== Segment start ==

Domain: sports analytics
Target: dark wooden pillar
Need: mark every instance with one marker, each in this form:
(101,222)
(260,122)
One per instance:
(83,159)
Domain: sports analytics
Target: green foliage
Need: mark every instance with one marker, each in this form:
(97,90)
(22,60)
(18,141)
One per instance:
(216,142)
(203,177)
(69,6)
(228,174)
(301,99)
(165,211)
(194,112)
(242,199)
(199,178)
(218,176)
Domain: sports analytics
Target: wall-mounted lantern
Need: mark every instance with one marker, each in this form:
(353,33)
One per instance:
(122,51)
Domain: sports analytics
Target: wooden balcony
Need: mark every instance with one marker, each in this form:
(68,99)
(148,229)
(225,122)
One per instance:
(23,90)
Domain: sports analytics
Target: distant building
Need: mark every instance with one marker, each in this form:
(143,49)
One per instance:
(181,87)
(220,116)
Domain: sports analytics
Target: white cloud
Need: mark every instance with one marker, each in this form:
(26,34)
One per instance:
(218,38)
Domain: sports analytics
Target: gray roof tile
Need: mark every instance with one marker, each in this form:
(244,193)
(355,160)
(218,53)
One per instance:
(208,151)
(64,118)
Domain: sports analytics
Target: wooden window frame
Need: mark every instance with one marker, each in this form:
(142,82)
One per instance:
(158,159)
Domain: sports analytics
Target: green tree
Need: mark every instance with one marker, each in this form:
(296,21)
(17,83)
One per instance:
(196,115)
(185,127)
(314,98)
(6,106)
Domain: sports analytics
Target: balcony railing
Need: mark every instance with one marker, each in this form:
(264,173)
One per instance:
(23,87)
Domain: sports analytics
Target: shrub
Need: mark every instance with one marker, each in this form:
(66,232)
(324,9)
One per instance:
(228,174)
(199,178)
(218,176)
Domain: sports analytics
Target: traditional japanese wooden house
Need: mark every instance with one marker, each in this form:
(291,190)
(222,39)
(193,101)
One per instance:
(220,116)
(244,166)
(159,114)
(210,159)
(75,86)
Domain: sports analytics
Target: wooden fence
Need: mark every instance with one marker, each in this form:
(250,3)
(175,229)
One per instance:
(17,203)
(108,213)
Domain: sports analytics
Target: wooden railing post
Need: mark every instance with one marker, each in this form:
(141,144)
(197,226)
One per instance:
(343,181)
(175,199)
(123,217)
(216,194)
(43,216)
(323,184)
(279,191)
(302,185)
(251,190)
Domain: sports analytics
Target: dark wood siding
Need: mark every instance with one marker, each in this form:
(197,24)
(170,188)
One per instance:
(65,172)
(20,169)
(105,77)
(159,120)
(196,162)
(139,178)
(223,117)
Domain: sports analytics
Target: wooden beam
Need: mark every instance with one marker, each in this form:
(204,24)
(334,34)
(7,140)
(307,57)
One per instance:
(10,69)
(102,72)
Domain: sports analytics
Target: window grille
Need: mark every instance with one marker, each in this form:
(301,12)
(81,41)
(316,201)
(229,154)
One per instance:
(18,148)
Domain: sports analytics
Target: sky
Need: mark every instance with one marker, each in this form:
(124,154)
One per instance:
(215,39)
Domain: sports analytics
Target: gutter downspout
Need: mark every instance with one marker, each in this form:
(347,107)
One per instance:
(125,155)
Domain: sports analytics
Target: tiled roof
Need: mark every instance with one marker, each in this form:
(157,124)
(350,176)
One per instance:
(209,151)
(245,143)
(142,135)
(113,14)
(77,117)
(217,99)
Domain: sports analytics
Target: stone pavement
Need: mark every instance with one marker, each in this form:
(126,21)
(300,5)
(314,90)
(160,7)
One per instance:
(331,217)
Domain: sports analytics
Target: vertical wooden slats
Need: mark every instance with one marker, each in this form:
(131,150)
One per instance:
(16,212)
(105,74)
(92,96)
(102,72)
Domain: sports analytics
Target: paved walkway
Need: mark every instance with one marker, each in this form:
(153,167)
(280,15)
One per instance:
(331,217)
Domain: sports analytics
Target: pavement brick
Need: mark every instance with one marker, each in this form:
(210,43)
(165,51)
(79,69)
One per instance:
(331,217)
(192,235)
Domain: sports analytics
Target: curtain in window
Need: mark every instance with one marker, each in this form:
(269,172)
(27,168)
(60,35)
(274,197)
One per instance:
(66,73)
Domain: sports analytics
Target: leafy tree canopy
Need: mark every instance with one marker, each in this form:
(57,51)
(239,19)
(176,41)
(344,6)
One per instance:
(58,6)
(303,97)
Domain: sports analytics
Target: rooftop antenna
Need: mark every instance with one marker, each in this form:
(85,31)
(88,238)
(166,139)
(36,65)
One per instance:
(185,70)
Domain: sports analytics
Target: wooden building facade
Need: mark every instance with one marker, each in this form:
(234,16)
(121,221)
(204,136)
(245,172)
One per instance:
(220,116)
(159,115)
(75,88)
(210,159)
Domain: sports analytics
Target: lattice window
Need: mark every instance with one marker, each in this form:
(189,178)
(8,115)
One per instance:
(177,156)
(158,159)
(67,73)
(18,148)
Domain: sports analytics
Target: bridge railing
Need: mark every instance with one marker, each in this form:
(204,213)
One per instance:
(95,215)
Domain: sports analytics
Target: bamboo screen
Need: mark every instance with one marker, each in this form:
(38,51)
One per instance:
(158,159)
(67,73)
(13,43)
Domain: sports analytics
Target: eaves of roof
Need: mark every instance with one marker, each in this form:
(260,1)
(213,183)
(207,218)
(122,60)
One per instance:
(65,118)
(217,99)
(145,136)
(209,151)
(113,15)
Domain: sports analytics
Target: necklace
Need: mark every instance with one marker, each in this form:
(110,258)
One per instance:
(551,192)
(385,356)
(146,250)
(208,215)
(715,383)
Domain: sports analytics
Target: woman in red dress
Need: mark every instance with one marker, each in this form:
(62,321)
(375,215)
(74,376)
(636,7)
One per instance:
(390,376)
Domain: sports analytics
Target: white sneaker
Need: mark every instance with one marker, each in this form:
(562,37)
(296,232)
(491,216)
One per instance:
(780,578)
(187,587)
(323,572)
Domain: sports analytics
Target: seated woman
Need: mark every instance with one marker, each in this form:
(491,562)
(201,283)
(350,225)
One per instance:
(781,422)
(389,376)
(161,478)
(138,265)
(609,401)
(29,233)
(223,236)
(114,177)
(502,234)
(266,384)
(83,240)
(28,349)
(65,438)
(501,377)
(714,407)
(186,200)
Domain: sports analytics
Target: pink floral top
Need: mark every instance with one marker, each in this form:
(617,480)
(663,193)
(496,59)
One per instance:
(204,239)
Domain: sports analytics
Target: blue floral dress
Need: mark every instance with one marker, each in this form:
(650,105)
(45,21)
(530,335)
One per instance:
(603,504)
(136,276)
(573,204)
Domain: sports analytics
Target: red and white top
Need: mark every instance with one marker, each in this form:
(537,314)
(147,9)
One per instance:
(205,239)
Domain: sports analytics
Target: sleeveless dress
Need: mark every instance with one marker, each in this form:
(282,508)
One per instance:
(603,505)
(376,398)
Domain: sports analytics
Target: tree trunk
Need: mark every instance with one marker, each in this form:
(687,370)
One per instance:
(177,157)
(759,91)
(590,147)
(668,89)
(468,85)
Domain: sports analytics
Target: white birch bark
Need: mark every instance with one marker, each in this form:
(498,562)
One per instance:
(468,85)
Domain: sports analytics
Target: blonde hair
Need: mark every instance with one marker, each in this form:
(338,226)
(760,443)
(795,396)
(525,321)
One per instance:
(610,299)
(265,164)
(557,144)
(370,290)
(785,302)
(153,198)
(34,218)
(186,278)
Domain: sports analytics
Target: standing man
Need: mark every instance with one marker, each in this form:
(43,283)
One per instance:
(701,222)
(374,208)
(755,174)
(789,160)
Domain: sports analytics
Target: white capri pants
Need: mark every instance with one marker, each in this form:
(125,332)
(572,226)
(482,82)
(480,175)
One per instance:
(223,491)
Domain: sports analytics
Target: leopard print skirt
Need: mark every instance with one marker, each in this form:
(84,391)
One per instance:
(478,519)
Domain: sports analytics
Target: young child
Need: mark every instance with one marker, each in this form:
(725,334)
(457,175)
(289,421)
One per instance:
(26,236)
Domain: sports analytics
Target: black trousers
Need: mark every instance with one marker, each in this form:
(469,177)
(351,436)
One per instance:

== Segment end ==

## WORK REQUEST:
Only a number is wanted here. How many lines in the material contain "dark"?

## RESPONSE FOR THIS EXERCISE:
2